**Ações necessárias**
1. Quantas das linhas armazenadas contêm a palavra "american"? Informe apenas o número.
2. Dê continuidade ao texto de leitura sobre o desenvolvimento humano integral, começando logo após a última frase.

**Texto de leitura**
********

A centralidade da pessoa humana, no desenvolvimento
sustentável, deveria orientar não apenas o trabalho dos que elaboram as
políticas, como também o do setor privado. Ainda que o aumento da riqueza seja
um objetivo da economia, a geração de riqueza deve ter seu foco no progresso
com qualidade e moralidade, e não apenas na quantidade de riqueza gerada. Onde
a acumulação de riqueza for considerada um bem em si, ciclos insustentáveis de
produção e consumo continuarão a provocar o esgotamento inexorável dos
recursos, deixando nas pessoas e comunidades o anseio pela felicidade
autêntica. É preciso, em vez disso, haver meios para a promoção do
desenvolvimento humano integral, o que reconhece que o desenvolvimento humano
concreto exige mais que o simples desenvolvimento social ou político, mas
requer, principalmente, que o desenvolvimento da pessoa humana seja mantido à
frente e no centro de tudo.
A encíclica do Papa Bento XVI, “Caritas in veritate”,
elabora a necessidade de se promover o desenvolvimento integral, a fim de
estimular o desenvolvimento verdadeiramente humano e, portanto, sustentável.
Este desenvolvimento integral exige a identificação de que as abordagens
apenas institucionais, para promover o desenvolvimento, não bastam para o
desenvolvimento genuíno, mas que cada membro individual da sociedade adote uma
atitude vocacional presumindo a responsabilidade com liberdade, em
solidariedade genuína uns com os outros e com toda a criação.

********

**Linhas armazenadas**
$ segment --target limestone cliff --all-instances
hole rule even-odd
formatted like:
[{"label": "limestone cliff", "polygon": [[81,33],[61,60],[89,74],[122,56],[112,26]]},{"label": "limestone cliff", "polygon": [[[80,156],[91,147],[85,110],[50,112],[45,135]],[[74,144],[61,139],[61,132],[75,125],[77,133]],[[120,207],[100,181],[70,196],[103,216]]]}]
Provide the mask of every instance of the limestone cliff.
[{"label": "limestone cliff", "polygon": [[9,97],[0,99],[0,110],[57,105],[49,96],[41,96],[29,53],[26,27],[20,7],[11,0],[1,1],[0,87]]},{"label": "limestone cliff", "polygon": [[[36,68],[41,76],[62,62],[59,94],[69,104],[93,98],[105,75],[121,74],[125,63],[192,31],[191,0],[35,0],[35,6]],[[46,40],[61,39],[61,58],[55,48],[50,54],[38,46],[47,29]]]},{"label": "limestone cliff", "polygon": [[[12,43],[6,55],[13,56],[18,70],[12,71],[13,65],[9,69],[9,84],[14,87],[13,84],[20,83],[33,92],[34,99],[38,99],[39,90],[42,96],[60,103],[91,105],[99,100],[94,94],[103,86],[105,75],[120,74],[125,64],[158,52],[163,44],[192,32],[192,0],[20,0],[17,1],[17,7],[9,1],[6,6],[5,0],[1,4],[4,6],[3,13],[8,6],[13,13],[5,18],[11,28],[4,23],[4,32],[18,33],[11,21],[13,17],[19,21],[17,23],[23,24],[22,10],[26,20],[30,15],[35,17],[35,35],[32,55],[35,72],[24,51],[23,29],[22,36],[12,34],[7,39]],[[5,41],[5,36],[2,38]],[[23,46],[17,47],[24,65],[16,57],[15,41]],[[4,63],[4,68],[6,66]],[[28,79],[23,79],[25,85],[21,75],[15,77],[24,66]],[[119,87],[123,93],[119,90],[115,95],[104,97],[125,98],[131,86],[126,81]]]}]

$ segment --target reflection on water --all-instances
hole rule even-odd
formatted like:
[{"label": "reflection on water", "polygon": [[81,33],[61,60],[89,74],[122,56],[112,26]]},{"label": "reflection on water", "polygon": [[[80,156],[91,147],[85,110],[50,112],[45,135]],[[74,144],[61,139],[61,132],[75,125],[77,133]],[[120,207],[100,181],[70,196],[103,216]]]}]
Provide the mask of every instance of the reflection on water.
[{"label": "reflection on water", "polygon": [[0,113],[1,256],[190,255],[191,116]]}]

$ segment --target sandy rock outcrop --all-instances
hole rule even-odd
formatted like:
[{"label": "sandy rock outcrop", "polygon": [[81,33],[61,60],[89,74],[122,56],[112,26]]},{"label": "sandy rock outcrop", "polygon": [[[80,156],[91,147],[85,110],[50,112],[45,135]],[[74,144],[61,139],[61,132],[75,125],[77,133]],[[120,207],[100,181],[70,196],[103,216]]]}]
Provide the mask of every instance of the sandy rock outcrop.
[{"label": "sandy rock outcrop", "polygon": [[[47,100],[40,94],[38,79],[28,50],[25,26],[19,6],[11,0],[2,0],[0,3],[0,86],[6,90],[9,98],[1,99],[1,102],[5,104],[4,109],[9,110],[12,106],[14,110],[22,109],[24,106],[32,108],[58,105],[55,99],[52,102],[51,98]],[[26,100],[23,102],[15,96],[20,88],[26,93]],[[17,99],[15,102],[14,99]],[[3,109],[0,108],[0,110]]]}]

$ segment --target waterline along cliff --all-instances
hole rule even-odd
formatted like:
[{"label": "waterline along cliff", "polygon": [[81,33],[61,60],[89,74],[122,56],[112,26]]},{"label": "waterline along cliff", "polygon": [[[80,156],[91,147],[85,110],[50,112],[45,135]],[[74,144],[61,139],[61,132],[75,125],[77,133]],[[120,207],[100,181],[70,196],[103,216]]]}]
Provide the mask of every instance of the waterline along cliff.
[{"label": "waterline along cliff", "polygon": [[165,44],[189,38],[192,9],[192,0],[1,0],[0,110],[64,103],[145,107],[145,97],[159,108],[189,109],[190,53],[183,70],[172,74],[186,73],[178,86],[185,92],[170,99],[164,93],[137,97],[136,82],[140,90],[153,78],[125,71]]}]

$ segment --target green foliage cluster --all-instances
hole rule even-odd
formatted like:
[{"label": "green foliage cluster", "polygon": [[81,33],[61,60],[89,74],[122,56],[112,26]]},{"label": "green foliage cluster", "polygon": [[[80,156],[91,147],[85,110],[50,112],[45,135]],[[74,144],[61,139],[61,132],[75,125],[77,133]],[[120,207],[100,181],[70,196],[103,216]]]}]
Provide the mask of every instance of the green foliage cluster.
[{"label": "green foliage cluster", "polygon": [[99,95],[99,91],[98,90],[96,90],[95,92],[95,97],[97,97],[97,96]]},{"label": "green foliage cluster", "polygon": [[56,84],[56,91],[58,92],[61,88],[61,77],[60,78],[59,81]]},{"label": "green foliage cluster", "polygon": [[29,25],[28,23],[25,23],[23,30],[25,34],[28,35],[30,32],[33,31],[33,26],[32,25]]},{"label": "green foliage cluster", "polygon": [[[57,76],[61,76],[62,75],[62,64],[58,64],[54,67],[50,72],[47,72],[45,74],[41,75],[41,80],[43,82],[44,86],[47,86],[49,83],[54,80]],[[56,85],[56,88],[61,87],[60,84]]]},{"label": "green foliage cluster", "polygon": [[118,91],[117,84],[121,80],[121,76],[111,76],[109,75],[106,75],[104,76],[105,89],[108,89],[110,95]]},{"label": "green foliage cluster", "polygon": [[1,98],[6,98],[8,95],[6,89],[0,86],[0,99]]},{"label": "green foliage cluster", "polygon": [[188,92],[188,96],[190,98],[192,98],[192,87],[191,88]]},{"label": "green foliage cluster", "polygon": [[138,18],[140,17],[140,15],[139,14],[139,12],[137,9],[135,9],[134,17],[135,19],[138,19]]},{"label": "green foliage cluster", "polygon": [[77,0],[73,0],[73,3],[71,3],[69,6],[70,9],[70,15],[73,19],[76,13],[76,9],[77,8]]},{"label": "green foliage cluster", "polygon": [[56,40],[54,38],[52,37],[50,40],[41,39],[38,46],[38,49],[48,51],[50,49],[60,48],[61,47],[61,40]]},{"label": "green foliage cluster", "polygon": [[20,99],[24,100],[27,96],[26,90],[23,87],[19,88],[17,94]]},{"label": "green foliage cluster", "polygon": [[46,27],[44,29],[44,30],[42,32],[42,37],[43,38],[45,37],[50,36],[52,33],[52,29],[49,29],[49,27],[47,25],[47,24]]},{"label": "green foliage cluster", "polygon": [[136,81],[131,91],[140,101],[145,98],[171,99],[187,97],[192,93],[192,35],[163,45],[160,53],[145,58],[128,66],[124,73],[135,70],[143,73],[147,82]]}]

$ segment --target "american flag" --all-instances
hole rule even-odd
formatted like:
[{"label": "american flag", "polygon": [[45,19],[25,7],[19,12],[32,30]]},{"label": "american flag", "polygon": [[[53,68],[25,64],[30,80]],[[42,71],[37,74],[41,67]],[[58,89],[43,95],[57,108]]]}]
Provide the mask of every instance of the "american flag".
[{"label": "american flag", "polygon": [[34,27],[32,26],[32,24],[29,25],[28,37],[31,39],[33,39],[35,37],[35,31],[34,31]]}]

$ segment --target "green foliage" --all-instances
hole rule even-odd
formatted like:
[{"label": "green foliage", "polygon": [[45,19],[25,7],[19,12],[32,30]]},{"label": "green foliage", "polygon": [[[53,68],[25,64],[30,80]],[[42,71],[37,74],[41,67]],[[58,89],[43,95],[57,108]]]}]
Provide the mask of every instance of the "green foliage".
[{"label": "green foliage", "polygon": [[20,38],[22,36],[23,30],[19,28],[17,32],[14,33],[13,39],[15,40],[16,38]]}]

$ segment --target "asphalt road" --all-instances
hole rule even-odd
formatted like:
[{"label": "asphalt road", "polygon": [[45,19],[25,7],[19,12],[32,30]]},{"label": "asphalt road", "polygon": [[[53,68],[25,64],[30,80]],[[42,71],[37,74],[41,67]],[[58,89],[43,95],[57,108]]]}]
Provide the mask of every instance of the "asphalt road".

********

**Respostas esperadas**
1. 4

2.
Reconhecer uma dimensão ética do desenvolvimento não se
limita somente a criar riqueza, mas tem também como relevante o nosso papel de
administradores da criação. Não somos chamados a subjugar e dominar a criação
(Gen 1:28) sem referência a determinados critérios. Em vez disso, devemos
exercer tal mandato administrando de modo responsável a criação, para vermos
florescer as gerações atuais e futuras. Isto exige o reconhecimento de uma
responsabilidade primordial para com o meio ambiente, para o aperfeiçoamento do
nosso futuro e o de todo o planeta.
Administrar de forma adequada a criação é reconhecer a contribuição
importante dada pela ciência e a tecnologia à proteção ambiental, e fornecer
os recursos necessários para a sobrevivência humana. No entanto, os avanços
científicos e tecnológicos devem ser sempre cautelosos e confiáveis, de modo
que seus objetivos sirvam de fato a toda a humanidade. Avanços científicos e
tecnológicos não podem, portanto, se tornar novos meios para criar barreiras
aos mais pobres, nem se pode permitir que provoquem novos e duradouros prejuízos
ao delicado equilíbrio de nossos diversos ecossistemas.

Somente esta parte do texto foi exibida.